### Activité 1
D'après l'extrait sur la transmission de l'antibiorésistance, pourquoi l'augmentation des bactéries multirésistantes entre l'abattage et la vente au détail ne peut-elle s'expliquer que par des événements de transmission ? Répondez en une à trois phrases.
### Activité 2
Les affirmations (a), (b) et (c) s'accordent-elles avec l'extrait sur la transmission de l'antibiorésistance ? Répondez par oui ou par non et citez à l'identique les mots de l'extrait qui tranchent. (a) En Suède, les résistances aux céphalosporines de 3e et 4e générations ont atteint jusqu'à 40 % dans les filières avicoles. (b) Les poussins importés en Suède provenaient d'Allemagne. (c) La prévalence des bactéries multirésistantes en élevage atteignait 90 %.
### Activité 3
Rédigez la suite de l'extrait sur la transmission de l'antibiorésistance, en partant de sa dernière phrase.

### Extrait du texte
Chez les animaux de production également, cette transmission de l’antibiorésistance entre animaux non exposés aux antibiotiques peut être mise en évidence. C’est le cas par exemple entre fermes bovines laitières, à la faveur des nombreuses interactions entre agriculteurs (prêts de matériel agricole, échanges d’animaux, etc.), en lien avec un faible niveau de biosécurité. Cette transmission de l’antibiorésistance survient également en aval des élevages, après le stade de l’abattage des animaux. En effet, c’est l’hypothèse principale permettant d’expliquer que la surface de la viande de poulets au détail ait été contaminée dans plus de 90 % des cas par des bactéries multirésistantes à une époque où la prévalence de ces mêmes bactéries en élevage était résiduelle (2 %). Le facteur d’amplification constaté entre l’abattage et la vente de détail, dans un segment de la chaine alimentaire où l’usage d’antibiotiques post-mortem n’existe évidemment pas, ne peut être lié qu’à des évènements de transmission (dans l’environnement de l’abattoir, entre carcasses de volailles au moment de la découpe, transmission par les manipulateurs, etc.) [8].
Au niveau international, la transmission de l’antibiorésistance joue également un rôle parfois déterminant. C’est ainsi que des pays très vertueux dans l’usage des antibiotiques vétérinaires (la Suède, par exemple), ont néanmoins mesuré des taux de prévalence majeurs (jusqu’à 40 % de résistances aux céphalosporines de 3e et 4e générations dans les filières avicoles (poulets de chair et poules pondeuses)). C’est l’importation de poussins, exposés à l’antibiotique (le ceftiofur), et donc porteurs des bactéries multirésistantes dans leur pays d’origine (Royaume-Uni), qui a conduit ensuite à la diffusion de cette antibiorésistance au sein des filières suédoises [9, 10].

### Données d'étude
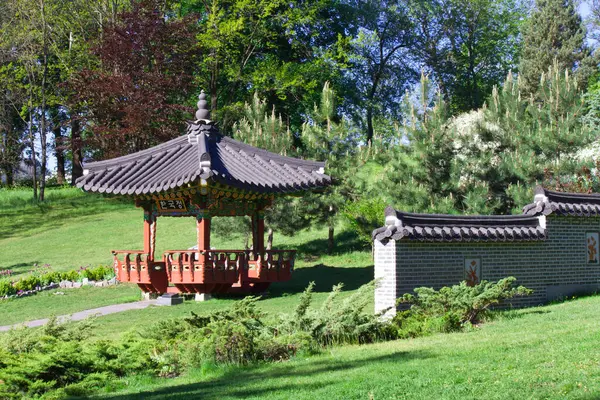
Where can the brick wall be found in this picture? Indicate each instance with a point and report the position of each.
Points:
(553, 268)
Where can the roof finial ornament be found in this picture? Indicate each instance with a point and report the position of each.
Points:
(202, 114)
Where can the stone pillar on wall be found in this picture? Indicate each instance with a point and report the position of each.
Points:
(385, 276)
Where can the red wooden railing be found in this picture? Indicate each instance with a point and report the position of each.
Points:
(221, 270)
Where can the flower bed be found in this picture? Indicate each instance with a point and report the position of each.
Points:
(44, 278)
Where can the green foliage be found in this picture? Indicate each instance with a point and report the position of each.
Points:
(555, 33)
(364, 216)
(338, 321)
(484, 161)
(468, 45)
(262, 130)
(6, 288)
(452, 308)
(43, 276)
(98, 273)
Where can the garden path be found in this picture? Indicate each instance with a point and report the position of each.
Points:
(78, 316)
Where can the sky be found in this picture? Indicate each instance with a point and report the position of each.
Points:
(584, 11)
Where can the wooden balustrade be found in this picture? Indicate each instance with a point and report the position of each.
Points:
(271, 265)
(149, 275)
(183, 268)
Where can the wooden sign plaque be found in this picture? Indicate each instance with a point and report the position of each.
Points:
(172, 205)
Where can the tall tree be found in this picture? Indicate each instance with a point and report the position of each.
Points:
(133, 100)
(467, 46)
(554, 30)
(280, 49)
(379, 65)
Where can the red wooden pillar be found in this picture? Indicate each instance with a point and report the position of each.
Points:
(203, 233)
(258, 232)
(149, 234)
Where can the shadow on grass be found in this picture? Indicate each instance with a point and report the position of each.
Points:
(515, 313)
(254, 381)
(53, 214)
(21, 268)
(345, 241)
(325, 277)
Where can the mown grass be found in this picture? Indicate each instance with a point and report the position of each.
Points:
(540, 353)
(547, 352)
(63, 302)
(74, 229)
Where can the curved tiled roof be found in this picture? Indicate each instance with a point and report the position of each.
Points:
(202, 154)
(451, 228)
(548, 202)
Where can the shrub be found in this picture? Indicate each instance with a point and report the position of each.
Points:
(364, 216)
(452, 308)
(98, 273)
(27, 283)
(338, 321)
(72, 275)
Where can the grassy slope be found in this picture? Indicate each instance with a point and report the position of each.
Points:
(64, 301)
(547, 352)
(74, 229)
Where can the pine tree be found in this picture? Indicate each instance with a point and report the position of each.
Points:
(554, 31)
(327, 140)
(419, 174)
(263, 130)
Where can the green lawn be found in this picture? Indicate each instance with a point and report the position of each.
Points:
(76, 229)
(540, 353)
(64, 301)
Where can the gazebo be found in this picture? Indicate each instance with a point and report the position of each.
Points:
(203, 174)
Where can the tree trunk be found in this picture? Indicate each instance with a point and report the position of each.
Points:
(43, 137)
(59, 151)
(269, 238)
(77, 166)
(330, 239)
(9, 177)
(32, 140)
(369, 125)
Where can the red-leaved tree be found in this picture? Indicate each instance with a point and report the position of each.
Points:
(135, 97)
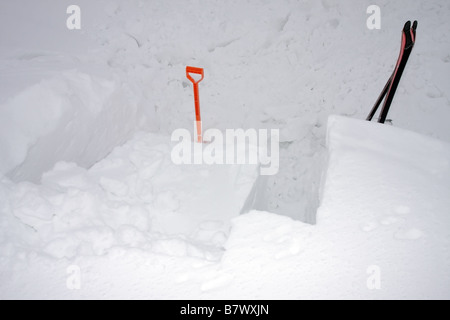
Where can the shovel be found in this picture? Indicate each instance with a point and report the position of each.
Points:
(198, 119)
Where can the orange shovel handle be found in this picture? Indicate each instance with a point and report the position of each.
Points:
(196, 71)
(198, 120)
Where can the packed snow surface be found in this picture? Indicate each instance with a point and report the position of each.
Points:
(89, 195)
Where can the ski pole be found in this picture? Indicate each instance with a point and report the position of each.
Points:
(198, 119)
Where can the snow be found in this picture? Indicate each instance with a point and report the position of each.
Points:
(88, 188)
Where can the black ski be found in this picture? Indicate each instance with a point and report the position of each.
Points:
(408, 40)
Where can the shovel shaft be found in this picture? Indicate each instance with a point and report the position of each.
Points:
(198, 119)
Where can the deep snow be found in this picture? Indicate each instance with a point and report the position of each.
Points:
(74, 96)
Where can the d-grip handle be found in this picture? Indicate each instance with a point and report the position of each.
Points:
(196, 71)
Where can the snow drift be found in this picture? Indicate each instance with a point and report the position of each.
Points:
(384, 207)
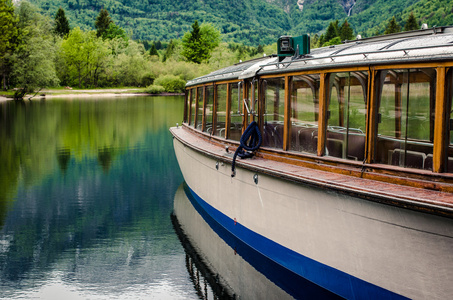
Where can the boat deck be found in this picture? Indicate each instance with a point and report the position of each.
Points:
(420, 199)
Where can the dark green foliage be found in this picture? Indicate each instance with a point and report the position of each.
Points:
(392, 26)
(61, 23)
(200, 42)
(249, 22)
(332, 31)
(114, 31)
(102, 23)
(346, 32)
(153, 50)
(10, 39)
(169, 50)
(171, 83)
(411, 23)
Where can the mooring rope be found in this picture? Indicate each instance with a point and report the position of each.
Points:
(250, 140)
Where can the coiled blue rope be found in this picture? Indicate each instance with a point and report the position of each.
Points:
(250, 140)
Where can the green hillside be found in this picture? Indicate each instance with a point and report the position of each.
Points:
(251, 22)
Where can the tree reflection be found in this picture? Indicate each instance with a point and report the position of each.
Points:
(53, 214)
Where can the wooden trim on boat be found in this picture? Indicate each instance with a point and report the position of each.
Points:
(419, 195)
(440, 124)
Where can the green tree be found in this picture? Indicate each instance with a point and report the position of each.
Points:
(153, 50)
(85, 56)
(411, 23)
(9, 38)
(169, 50)
(199, 43)
(102, 23)
(34, 64)
(346, 32)
(332, 31)
(61, 23)
(115, 31)
(392, 26)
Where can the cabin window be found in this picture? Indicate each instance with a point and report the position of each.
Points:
(346, 115)
(235, 130)
(252, 97)
(274, 113)
(192, 106)
(449, 94)
(304, 113)
(209, 109)
(406, 100)
(199, 124)
(221, 109)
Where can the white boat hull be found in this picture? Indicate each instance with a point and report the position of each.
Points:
(352, 247)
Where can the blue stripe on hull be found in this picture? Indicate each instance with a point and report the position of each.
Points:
(299, 276)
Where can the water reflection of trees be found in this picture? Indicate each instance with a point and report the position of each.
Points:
(58, 149)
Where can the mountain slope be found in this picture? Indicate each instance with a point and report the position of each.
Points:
(251, 22)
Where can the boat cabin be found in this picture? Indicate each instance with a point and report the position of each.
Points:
(380, 106)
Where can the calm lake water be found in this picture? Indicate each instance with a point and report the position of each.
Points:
(86, 195)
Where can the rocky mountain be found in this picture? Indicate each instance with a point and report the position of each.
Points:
(251, 22)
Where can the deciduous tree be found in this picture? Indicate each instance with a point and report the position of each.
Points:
(102, 23)
(9, 38)
(34, 63)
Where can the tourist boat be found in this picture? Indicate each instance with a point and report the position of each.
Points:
(348, 187)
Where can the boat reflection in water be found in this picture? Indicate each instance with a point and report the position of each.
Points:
(217, 263)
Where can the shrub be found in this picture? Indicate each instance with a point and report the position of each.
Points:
(171, 83)
(155, 89)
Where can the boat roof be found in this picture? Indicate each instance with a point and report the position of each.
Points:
(433, 44)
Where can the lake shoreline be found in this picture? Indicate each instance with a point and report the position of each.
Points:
(104, 93)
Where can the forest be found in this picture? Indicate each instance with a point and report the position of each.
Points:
(39, 50)
(249, 22)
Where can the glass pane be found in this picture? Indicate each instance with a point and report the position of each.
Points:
(209, 109)
(236, 112)
(221, 110)
(200, 109)
(449, 86)
(406, 128)
(346, 116)
(304, 113)
(274, 112)
(192, 107)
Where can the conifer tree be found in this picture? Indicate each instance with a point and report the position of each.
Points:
(199, 43)
(332, 31)
(102, 23)
(61, 23)
(392, 26)
(411, 23)
(346, 32)
(9, 38)
(153, 50)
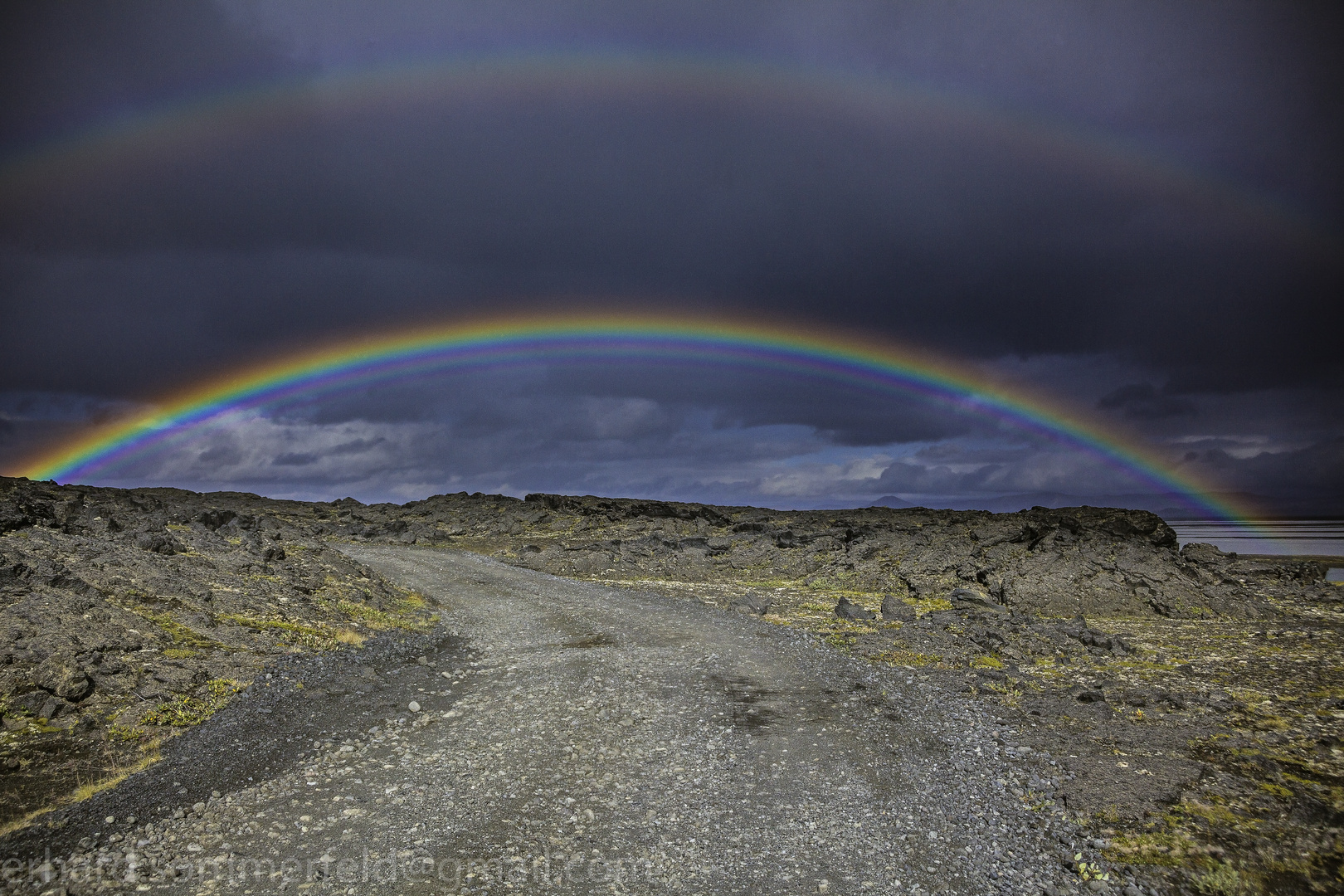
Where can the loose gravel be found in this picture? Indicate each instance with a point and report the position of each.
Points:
(593, 739)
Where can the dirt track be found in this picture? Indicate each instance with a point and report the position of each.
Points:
(606, 737)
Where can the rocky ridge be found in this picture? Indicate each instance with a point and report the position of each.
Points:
(1194, 699)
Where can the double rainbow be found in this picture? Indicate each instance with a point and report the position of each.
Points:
(706, 342)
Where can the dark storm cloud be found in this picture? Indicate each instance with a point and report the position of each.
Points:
(1194, 289)
(1142, 401)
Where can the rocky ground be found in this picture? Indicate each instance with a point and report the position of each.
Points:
(129, 616)
(1183, 709)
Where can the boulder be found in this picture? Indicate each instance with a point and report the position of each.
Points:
(753, 602)
(972, 602)
(897, 610)
(847, 610)
(61, 676)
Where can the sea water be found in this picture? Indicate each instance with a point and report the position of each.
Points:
(1317, 538)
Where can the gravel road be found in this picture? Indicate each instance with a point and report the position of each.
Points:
(594, 739)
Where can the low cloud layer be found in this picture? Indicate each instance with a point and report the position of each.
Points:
(1132, 207)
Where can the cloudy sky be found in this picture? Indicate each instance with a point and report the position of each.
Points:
(1131, 208)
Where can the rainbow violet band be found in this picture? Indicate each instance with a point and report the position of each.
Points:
(594, 338)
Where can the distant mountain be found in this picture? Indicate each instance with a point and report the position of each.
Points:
(891, 500)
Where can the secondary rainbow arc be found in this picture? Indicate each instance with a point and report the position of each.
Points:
(567, 338)
(180, 129)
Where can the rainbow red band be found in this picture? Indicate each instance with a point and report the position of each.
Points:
(569, 338)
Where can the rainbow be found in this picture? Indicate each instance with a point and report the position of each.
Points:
(194, 129)
(539, 338)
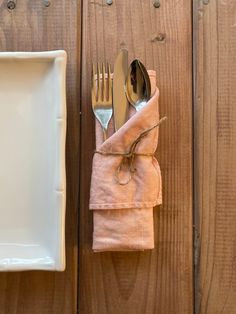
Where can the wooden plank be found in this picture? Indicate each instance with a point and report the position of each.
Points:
(158, 281)
(215, 151)
(33, 26)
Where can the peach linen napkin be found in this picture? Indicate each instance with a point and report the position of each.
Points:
(123, 214)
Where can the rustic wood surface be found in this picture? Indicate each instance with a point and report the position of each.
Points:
(215, 151)
(34, 26)
(158, 281)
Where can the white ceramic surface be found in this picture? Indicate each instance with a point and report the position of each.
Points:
(32, 160)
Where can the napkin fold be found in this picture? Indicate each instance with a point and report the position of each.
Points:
(122, 201)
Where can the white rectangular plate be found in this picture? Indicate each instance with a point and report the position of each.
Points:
(32, 160)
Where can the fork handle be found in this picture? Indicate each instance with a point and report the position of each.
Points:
(104, 134)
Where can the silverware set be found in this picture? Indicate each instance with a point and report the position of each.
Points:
(112, 96)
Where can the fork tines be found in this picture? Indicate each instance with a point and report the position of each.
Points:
(102, 84)
(102, 95)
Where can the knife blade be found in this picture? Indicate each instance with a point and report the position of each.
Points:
(120, 103)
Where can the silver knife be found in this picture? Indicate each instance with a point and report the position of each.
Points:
(120, 103)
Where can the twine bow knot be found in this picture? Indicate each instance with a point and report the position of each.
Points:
(129, 156)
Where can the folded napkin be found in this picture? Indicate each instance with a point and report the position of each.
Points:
(126, 181)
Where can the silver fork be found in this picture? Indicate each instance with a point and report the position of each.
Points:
(102, 96)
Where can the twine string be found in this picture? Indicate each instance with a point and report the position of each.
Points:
(129, 157)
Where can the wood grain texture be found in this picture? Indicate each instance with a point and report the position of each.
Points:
(158, 281)
(215, 156)
(32, 26)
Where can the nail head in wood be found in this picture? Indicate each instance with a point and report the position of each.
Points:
(160, 37)
(11, 5)
(156, 4)
(47, 3)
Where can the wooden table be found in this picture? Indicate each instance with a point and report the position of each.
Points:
(192, 46)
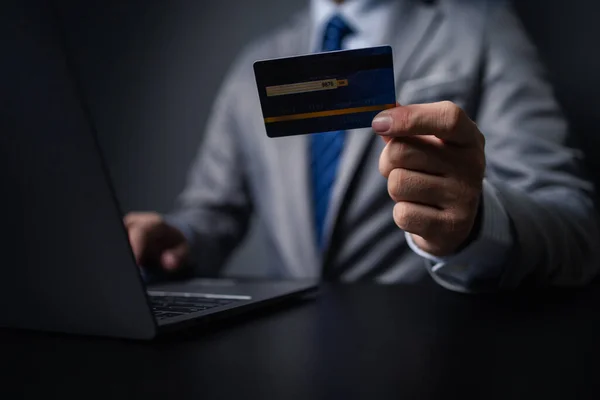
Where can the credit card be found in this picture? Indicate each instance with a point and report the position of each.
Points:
(325, 92)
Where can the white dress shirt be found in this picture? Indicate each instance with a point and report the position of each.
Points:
(372, 22)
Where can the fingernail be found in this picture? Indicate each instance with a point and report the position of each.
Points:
(382, 123)
(169, 261)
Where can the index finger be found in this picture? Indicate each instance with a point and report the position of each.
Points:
(444, 120)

### Corrigé 1
Dans le segment de la chaîne alimentaire situé entre l'abattage et la vente au détail, il n'y a évidemment aucun usage d'antibiotiques post-mortem. Le facteur d'amplification observé ne peut donc venir que d'une transmission : dans l'environnement de l'abattoir, entre carcasses de volailles au moment de la découpe ou par les manipulateurs.

### Corrigé 2
(a) Oui : « jusqu’à 40 % de résistances aux céphalosporines de 3e et 4e générations dans les filières avicoles ».
(b) Non : « dans leur pays d’origine (Royaume-Uni) ».
(c) Non : « la prévalence de ces mêmes bactéries en élevage était résiduelle (2 %) ».

### Corrigé 3
Rappelons enfin que des bactéries multirésistantes sont régulièrement retrouvées chez des oiseaux sauvages [11], par définition non exposés à des traitements antibiotiques, et dont la présence est très probablement liée à une contamination par voie alimentaire sur les lieux de nourrissage. A ce titre, une étude française a clairement montré des différences de colonisation par des bactéries multirésistantes entre deux espèces de goélands, l’une inféodée à son île sans contact avec le continent, l’autre effectuant de nombreux allers-retours entre l’île et le continent [12].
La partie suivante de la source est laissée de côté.